Problem>
In the listing below, start your output at the line with "Expected: for every instance of the gold" and end it after the line with "Expected: for every instance of the wristband", copying every line exactly.

Data in this exercise>
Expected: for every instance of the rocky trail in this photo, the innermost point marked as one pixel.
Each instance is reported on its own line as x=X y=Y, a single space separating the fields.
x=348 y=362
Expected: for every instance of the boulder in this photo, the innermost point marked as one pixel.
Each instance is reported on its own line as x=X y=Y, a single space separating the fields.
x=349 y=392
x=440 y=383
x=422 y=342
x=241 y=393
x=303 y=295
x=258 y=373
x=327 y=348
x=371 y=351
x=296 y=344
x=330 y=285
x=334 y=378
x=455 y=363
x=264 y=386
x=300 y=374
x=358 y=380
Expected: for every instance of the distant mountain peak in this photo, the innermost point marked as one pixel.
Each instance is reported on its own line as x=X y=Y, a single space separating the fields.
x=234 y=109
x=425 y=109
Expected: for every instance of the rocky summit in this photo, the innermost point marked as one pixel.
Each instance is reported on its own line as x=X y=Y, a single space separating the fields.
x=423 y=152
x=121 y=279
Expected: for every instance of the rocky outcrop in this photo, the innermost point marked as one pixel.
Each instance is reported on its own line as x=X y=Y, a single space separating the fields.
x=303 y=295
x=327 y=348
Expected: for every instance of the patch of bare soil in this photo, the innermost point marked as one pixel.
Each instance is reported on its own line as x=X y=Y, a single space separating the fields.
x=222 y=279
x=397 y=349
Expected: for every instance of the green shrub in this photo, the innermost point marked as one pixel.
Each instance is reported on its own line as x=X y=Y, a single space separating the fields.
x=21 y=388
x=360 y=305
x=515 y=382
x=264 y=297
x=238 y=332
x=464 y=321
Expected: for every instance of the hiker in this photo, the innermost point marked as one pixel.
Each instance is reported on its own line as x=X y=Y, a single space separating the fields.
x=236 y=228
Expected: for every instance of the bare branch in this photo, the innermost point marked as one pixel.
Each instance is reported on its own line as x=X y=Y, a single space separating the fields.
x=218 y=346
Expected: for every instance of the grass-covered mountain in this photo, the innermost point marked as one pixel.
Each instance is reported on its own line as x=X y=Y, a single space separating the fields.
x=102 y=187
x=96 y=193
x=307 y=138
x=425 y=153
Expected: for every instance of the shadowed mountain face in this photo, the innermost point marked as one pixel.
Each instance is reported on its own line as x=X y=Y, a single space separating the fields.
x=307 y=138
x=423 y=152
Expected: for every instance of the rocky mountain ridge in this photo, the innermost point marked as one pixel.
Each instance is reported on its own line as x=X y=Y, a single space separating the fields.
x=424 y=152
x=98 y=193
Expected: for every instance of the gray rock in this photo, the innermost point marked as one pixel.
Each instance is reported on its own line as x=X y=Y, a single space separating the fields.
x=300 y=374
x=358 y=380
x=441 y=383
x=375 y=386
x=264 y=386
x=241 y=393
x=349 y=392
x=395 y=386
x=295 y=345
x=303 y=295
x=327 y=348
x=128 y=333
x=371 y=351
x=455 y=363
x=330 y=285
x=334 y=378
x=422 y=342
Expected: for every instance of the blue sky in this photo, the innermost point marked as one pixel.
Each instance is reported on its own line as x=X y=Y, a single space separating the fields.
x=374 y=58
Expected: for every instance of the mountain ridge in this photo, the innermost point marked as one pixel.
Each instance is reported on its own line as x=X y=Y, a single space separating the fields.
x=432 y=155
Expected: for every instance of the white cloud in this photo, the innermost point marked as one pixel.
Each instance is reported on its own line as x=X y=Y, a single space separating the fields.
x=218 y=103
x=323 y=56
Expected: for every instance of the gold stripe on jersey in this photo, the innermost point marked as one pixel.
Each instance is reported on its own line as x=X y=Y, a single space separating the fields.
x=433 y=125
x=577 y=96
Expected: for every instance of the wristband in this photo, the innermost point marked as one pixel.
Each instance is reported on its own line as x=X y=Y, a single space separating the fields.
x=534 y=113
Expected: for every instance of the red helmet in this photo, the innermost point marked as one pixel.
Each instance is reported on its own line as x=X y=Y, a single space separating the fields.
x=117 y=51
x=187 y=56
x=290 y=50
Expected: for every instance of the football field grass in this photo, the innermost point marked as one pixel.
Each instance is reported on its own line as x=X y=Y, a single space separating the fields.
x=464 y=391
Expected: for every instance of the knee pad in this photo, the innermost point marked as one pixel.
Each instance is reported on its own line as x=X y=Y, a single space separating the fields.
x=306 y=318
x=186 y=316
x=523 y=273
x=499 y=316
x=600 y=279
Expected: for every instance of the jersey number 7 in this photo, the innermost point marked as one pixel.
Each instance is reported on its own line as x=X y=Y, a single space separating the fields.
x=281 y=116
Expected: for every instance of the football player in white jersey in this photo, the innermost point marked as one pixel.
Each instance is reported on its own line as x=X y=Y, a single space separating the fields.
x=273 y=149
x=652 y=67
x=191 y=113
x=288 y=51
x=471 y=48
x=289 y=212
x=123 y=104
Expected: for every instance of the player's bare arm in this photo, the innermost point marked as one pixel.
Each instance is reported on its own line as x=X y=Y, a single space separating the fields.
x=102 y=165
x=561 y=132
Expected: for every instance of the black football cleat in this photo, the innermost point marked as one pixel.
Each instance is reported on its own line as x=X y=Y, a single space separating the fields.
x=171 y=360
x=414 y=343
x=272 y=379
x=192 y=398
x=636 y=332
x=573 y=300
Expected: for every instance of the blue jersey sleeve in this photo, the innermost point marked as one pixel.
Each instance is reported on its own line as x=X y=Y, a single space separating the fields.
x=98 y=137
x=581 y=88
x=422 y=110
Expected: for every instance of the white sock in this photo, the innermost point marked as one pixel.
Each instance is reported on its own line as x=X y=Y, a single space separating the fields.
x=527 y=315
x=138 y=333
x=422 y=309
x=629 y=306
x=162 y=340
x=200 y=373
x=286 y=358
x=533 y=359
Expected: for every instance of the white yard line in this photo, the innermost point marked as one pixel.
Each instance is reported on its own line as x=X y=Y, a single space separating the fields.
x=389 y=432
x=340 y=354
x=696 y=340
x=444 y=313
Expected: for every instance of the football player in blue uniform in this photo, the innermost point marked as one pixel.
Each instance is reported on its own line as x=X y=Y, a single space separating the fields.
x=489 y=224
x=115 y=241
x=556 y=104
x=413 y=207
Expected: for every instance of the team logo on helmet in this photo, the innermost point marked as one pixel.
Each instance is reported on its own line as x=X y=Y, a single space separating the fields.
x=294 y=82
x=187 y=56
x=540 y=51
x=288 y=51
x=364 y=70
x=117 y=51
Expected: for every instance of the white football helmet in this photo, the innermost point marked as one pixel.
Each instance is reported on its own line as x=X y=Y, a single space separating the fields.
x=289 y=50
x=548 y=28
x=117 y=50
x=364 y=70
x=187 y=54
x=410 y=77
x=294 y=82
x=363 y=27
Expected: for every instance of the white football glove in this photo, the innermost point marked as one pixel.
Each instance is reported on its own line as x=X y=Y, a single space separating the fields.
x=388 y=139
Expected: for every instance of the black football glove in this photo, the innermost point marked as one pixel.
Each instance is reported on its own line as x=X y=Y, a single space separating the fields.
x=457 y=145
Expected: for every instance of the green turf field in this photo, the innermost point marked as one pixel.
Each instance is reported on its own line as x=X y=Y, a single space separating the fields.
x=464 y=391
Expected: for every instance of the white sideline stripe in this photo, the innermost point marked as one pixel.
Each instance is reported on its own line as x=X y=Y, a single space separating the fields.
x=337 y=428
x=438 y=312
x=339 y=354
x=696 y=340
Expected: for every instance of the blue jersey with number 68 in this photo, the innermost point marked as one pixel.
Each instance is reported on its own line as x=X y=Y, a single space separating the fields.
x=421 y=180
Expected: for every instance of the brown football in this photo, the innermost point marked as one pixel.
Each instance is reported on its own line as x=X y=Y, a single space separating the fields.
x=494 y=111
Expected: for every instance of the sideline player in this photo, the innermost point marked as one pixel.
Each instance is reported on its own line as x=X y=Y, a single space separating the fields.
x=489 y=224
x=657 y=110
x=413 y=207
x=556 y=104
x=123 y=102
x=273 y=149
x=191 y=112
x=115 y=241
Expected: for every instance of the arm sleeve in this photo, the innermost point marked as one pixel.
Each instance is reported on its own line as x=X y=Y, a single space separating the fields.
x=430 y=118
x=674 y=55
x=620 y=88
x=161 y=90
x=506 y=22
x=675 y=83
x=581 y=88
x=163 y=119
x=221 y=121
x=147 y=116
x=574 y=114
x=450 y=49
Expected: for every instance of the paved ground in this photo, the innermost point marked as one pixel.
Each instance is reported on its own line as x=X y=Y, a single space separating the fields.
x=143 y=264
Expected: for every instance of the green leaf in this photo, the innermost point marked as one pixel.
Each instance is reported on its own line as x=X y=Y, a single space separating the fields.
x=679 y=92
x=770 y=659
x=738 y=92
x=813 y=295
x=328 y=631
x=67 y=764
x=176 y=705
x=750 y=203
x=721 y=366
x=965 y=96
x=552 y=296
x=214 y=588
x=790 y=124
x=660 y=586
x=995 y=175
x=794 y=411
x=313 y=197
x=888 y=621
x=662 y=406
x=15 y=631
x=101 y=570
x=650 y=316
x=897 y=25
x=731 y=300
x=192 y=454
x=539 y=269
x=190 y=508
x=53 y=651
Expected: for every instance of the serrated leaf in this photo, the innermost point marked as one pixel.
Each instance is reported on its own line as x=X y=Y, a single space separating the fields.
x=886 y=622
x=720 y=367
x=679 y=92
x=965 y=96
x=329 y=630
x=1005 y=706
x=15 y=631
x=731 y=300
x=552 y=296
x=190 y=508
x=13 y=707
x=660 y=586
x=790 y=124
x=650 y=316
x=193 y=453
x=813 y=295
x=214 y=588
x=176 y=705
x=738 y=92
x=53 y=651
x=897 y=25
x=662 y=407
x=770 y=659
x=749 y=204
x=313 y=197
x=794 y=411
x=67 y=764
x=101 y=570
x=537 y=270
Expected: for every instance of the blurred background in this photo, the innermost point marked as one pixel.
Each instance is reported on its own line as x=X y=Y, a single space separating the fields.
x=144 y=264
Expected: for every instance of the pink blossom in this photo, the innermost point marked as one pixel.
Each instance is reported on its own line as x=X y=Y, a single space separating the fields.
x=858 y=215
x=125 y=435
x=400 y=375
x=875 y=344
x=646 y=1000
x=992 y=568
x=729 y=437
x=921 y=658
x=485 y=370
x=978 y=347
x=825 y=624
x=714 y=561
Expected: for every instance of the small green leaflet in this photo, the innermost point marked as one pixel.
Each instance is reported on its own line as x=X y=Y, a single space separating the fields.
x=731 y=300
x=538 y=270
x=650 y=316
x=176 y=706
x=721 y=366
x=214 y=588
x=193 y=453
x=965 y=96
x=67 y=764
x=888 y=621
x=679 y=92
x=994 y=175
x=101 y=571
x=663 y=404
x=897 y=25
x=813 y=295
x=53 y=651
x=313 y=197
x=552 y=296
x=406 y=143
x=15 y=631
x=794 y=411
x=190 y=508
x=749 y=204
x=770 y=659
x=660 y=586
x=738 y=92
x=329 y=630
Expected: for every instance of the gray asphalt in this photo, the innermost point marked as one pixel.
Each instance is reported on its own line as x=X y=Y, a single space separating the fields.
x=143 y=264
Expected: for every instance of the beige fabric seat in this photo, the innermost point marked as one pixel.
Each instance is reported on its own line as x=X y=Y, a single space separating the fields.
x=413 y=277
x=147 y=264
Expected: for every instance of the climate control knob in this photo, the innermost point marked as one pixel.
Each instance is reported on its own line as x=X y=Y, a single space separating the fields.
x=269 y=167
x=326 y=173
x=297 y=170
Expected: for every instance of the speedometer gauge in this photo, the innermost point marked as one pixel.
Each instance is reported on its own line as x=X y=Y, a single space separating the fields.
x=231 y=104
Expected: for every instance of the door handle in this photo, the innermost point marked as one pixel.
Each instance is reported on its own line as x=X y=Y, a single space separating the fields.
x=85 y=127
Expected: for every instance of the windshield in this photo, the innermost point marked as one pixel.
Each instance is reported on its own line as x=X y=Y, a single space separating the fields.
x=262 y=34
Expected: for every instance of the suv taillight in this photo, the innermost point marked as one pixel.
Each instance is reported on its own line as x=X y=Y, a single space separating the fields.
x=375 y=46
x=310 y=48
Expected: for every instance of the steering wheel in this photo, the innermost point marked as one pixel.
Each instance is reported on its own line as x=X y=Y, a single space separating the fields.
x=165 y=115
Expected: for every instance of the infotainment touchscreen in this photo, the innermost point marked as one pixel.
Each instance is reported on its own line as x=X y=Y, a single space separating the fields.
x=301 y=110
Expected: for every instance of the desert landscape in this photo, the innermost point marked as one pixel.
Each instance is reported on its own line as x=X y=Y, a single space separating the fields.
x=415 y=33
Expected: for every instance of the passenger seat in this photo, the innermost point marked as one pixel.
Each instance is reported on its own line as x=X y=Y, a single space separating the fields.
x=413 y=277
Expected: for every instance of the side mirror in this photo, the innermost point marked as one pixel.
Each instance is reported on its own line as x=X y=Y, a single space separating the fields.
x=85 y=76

Solution for this task>
Expected: for every instance of the gold stripe on jersey in this photo, the innermost point marked as one pixel.
Each instance is reported on its own line as x=X y=Y, a single space separating the fields.
x=433 y=125
x=577 y=96
Expected: for every instance of the wristband in this photo, the innermost point marked as one pixel.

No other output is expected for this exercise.